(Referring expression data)
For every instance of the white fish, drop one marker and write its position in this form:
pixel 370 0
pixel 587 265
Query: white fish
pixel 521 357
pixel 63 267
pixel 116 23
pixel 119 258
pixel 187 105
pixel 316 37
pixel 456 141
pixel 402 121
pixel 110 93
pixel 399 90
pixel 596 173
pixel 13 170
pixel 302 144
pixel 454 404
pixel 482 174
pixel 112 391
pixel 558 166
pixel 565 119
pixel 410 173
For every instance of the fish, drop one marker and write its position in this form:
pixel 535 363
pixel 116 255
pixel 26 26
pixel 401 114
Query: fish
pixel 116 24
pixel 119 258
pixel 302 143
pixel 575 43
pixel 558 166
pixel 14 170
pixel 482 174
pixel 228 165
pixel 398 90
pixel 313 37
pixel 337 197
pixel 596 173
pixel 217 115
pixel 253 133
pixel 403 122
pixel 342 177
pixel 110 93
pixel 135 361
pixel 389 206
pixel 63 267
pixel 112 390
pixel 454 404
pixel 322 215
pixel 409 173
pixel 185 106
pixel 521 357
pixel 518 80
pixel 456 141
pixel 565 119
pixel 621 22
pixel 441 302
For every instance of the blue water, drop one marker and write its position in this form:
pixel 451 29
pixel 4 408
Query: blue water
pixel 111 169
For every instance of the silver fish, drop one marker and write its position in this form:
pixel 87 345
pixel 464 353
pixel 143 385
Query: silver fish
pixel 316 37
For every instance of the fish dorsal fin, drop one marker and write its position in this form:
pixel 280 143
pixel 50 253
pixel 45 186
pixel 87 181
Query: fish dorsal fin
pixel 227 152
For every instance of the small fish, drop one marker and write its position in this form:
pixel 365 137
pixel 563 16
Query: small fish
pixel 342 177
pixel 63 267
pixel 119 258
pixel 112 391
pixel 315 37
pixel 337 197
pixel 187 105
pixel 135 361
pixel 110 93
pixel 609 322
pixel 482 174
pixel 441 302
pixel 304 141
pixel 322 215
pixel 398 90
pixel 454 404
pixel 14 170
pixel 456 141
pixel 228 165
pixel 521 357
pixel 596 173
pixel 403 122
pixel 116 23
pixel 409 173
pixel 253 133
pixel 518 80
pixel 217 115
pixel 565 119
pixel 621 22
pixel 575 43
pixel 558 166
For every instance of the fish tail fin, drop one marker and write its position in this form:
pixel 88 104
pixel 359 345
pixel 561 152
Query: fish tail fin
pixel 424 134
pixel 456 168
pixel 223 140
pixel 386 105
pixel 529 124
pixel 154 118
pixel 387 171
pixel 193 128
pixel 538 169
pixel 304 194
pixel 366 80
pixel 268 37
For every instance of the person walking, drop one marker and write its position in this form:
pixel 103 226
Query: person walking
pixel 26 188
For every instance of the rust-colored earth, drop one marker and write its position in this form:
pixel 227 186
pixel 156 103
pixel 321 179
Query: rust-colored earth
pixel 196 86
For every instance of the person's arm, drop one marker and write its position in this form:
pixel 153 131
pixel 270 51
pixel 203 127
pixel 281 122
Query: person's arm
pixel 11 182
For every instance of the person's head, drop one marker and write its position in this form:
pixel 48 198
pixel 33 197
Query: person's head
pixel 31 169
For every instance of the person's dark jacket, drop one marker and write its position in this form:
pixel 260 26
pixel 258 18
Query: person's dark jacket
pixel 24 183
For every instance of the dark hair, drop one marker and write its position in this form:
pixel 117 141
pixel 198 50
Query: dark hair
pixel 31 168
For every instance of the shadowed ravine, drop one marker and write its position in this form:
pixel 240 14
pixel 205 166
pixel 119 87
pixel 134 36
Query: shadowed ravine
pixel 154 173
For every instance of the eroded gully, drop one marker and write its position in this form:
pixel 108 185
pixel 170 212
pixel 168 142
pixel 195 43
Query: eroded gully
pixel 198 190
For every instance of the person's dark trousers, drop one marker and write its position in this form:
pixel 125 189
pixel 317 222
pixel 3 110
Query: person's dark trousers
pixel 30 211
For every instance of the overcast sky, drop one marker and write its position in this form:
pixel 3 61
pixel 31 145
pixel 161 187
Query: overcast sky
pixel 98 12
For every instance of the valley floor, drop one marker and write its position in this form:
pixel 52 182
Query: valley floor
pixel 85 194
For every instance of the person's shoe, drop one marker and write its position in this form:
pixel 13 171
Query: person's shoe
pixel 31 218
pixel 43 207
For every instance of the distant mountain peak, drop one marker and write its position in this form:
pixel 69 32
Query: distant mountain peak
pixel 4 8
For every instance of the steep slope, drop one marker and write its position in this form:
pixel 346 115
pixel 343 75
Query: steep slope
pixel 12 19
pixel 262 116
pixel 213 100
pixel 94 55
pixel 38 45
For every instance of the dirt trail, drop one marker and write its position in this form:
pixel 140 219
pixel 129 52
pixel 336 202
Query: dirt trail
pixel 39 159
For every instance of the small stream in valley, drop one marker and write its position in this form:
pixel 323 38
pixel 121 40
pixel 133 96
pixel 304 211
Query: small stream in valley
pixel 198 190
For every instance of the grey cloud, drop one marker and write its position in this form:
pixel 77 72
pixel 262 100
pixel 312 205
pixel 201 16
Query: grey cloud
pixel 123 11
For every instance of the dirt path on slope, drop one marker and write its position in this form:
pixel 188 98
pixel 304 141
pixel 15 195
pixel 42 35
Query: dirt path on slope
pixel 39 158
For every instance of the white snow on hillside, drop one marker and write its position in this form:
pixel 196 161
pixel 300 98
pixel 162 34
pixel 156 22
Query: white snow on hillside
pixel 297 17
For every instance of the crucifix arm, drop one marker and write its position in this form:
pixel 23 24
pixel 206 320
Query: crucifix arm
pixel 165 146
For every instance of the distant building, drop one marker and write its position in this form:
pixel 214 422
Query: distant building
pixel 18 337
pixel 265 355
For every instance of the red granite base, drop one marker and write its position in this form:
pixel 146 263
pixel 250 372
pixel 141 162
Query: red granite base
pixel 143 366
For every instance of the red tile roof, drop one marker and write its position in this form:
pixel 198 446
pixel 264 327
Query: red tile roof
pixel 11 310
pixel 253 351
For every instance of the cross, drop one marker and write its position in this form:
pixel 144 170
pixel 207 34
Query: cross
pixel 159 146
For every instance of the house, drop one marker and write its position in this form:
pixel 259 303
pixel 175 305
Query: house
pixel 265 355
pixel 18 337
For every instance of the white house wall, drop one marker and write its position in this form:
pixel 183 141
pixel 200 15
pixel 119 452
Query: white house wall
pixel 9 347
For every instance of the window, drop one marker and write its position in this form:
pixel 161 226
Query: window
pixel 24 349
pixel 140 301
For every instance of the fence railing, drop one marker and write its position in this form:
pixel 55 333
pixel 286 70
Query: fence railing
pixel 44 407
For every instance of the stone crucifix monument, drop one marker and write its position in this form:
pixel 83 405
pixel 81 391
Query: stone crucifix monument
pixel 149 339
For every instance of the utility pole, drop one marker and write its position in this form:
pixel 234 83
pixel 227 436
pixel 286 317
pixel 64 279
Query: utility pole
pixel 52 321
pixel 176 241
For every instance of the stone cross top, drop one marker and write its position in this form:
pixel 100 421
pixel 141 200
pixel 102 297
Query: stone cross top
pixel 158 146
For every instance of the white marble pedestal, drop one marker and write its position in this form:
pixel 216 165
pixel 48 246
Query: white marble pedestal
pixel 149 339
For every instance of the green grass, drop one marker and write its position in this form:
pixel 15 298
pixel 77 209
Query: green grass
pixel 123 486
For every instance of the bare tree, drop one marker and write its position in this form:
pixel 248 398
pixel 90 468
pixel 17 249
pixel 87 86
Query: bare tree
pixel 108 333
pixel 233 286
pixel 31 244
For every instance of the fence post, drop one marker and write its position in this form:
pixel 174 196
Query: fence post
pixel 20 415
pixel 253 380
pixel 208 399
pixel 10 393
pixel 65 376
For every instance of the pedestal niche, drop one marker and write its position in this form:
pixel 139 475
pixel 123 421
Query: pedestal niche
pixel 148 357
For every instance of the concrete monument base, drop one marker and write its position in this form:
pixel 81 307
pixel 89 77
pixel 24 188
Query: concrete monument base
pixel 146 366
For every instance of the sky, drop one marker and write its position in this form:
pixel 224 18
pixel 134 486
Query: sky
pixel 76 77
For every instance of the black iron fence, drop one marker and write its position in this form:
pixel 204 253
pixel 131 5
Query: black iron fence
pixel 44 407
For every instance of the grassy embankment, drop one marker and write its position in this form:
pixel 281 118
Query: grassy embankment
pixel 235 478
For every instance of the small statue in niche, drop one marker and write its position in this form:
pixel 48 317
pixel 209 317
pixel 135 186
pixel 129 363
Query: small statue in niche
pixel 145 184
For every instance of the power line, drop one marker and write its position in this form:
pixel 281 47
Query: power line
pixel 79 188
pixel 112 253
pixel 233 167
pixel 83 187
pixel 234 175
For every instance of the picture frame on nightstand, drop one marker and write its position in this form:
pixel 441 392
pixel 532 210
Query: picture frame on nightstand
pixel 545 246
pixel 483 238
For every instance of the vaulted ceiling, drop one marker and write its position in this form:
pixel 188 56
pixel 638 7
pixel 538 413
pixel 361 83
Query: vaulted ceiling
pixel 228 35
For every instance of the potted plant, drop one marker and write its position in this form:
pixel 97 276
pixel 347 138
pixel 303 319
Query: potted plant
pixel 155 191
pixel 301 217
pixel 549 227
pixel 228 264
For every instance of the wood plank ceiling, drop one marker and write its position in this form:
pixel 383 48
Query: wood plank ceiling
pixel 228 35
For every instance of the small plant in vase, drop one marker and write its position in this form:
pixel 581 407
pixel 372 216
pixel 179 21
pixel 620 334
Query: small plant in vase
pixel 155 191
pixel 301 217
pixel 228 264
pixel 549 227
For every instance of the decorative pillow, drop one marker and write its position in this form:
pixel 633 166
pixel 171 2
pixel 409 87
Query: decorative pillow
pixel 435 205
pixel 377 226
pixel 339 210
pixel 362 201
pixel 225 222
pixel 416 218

→ **Activity**
Look above for the line holding "For every instance of the red tile" and the line holding "pixel 174 196". Retype both, and every line between them, word for word and nothing else.

→ **Exercise answer**
For every instance of the red tile roof, drop one marker and write its position in this form:
pixel 198 446
pixel 264 327
Query: red tile roof
pixel 11 310
pixel 253 351
For every instance of the cross, drop one marker and write its position in this form:
pixel 144 170
pixel 207 34
Query: cross
pixel 159 146
For every instance of the house, drop one marker and write its position in this form:
pixel 259 303
pixel 175 305
Query: house
pixel 265 355
pixel 18 337
For every instance of the white house wall, drop one marker and write its position in this form:
pixel 183 141
pixel 200 15
pixel 119 452
Query: white house wall
pixel 9 347
For every instance of the window, drop one marker and write its position in this form:
pixel 161 226
Query: window
pixel 24 349
pixel 140 301
For every instance of the fence railing, drop one marker and write its position in this form:
pixel 55 333
pixel 286 70
Query: fence railing
pixel 44 407
For every instance of the stone crucifix monument, drop one marker and write its position in this form:
pixel 83 405
pixel 81 391
Query: stone crucifix monument
pixel 149 339
For every instance of the utility pole, drop one marker and write its position in this form:
pixel 234 83
pixel 227 436
pixel 286 317
pixel 64 279
Query: utility pole
pixel 52 321
pixel 176 241
For every instance of the stone cross top, drop one marker and write its position in this form:
pixel 100 421
pixel 141 200
pixel 102 297
Query: stone cross top
pixel 158 146
For every instance of the white marble pedestal, drop one marker and write its position in this form:
pixel 216 165
pixel 48 246
Query: white marble pedestal
pixel 149 339
For every instance of the green grass, drop one marker and write its position in this form:
pixel 15 298
pixel 77 209
Query: green grass
pixel 123 486
For every instance of the bare tree, drop one marker and write its position in this form:
pixel 248 398
pixel 90 468
pixel 17 249
pixel 87 86
Query: bare tree
pixel 108 333
pixel 233 286
pixel 31 244
For every instance of the fence post, drop one marker and write its position in this form:
pixel 174 196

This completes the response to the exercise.